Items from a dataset

--- Start ---

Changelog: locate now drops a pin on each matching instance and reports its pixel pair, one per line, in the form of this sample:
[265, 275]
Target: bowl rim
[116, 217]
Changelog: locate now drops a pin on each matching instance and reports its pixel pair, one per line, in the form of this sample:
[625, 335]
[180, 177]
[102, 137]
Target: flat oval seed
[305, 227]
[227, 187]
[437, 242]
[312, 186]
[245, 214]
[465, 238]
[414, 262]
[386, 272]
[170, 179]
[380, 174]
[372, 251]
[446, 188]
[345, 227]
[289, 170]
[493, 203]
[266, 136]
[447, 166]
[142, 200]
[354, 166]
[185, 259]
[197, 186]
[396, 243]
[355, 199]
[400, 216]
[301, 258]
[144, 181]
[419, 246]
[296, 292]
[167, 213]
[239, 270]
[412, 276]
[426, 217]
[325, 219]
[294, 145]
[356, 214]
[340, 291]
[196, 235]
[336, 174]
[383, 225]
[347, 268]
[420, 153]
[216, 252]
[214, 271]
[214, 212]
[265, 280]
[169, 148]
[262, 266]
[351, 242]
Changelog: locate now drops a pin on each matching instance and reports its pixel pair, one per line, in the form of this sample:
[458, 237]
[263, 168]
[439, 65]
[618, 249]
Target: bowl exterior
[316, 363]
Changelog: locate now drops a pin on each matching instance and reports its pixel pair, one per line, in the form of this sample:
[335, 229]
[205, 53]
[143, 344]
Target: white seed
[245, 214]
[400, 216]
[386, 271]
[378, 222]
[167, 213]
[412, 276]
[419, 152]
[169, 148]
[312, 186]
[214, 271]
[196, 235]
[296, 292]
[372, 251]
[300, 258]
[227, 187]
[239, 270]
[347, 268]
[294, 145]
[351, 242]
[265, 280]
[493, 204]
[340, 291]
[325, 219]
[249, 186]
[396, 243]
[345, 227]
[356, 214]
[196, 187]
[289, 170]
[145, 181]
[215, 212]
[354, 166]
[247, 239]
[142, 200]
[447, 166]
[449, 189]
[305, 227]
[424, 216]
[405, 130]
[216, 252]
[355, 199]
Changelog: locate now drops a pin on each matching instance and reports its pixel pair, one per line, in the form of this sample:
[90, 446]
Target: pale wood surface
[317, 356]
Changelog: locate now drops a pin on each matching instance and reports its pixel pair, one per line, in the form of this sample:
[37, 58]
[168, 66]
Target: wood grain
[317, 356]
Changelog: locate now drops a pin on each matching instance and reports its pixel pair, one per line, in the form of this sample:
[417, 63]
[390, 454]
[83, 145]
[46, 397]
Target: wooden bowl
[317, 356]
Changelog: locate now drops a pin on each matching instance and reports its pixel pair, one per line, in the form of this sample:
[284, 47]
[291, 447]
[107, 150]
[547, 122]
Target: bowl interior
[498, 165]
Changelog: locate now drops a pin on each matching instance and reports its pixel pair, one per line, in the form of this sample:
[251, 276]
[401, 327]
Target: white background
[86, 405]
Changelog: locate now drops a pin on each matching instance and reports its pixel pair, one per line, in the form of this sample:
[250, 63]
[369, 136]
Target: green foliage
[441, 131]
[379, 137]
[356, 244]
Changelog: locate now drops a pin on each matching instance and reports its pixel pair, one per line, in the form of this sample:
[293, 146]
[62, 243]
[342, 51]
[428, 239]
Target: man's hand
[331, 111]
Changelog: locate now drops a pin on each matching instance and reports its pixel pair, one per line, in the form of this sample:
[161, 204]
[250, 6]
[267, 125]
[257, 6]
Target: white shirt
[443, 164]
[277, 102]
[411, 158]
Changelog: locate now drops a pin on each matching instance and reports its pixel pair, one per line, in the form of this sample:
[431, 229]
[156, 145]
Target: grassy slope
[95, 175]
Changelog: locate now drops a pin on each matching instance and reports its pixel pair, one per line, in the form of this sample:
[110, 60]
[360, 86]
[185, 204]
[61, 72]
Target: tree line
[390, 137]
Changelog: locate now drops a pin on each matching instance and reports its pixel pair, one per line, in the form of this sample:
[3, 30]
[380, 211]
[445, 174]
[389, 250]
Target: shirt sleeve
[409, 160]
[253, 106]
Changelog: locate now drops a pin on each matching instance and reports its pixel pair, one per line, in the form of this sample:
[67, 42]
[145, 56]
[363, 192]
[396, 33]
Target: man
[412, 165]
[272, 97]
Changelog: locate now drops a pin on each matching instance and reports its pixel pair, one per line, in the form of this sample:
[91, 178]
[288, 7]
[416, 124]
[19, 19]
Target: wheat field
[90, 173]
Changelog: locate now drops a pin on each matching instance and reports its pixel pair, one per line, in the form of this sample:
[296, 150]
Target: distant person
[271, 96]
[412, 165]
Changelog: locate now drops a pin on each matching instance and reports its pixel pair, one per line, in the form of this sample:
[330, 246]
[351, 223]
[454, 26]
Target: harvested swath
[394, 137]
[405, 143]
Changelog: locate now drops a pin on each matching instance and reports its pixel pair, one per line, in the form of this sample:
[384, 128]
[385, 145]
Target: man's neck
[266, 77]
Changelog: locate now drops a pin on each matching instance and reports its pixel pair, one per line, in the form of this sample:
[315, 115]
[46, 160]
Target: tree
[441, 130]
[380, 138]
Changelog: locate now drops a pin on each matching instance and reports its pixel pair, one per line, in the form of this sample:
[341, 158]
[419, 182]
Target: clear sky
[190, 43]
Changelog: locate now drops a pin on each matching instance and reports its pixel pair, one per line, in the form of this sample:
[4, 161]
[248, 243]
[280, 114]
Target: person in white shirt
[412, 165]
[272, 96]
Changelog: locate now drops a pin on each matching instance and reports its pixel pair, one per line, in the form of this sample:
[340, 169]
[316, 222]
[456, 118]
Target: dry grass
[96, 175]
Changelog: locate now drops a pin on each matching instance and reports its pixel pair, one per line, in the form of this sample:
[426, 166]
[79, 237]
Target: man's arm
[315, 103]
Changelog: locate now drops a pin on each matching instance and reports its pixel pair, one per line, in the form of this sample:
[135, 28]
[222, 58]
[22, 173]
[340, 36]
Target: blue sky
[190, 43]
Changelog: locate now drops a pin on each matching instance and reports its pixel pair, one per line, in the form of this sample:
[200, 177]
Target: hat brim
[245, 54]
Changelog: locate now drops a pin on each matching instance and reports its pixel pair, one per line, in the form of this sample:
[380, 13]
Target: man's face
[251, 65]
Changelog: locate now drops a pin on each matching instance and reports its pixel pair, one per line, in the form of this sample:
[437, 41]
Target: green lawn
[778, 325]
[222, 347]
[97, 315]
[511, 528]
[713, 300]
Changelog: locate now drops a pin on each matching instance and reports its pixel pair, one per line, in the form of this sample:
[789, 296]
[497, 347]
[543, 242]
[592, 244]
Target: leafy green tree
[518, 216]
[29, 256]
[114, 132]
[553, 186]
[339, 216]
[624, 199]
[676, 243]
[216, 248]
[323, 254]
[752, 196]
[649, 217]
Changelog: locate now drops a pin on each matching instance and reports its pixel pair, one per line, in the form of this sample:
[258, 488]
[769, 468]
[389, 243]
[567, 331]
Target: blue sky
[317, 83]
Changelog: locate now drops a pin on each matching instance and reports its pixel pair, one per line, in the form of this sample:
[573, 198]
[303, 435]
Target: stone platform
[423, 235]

--- End ---

● WHAT NEEDS TO BE DONE
Extract each line in the lines above that contains the word "green".

● SOLUTION BELOW
Target: green foliage
Target: green lawn
Target: leafy green tree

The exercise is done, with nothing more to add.